● Directive
Repeat the listing below verbatim, starting at the line that contains "Expected behaviour: for every instance of the shrub, put" and ending at the end of the listing.

● Stored rows
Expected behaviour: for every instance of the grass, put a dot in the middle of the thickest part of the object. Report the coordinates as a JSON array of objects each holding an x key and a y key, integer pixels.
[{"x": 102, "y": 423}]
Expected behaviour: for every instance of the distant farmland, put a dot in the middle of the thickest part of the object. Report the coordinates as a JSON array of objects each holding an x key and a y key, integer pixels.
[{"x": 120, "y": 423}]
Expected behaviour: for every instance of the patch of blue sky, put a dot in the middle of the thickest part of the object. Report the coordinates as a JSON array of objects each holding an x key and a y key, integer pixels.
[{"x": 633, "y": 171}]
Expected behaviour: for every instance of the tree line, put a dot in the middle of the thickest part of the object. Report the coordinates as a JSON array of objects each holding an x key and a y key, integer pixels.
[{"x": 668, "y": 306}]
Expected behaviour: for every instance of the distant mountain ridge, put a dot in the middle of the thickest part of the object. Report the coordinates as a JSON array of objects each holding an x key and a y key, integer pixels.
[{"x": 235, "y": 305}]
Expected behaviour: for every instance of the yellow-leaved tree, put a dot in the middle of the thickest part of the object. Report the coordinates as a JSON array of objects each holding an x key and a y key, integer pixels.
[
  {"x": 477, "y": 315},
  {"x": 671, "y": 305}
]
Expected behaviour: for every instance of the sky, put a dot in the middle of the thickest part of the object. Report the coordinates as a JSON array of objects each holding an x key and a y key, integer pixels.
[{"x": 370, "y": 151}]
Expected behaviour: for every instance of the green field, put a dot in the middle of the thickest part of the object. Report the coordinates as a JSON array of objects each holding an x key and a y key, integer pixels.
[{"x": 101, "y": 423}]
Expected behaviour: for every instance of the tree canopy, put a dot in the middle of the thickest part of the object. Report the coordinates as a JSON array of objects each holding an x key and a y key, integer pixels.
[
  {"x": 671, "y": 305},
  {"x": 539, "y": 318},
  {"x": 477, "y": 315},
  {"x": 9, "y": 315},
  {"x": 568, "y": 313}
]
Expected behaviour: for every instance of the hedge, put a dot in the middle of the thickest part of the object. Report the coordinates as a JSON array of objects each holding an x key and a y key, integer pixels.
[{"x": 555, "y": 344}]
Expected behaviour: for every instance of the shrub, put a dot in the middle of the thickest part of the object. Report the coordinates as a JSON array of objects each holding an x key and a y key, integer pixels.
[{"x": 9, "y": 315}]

● Output for this exercise
Expected behaviour: for every instance of the shrub, put a dot in the middle of the thickest part of the object. Report the coordinates as a JSON array of objects each holding an x key and a y key, integer pixels.
[{"x": 9, "y": 315}]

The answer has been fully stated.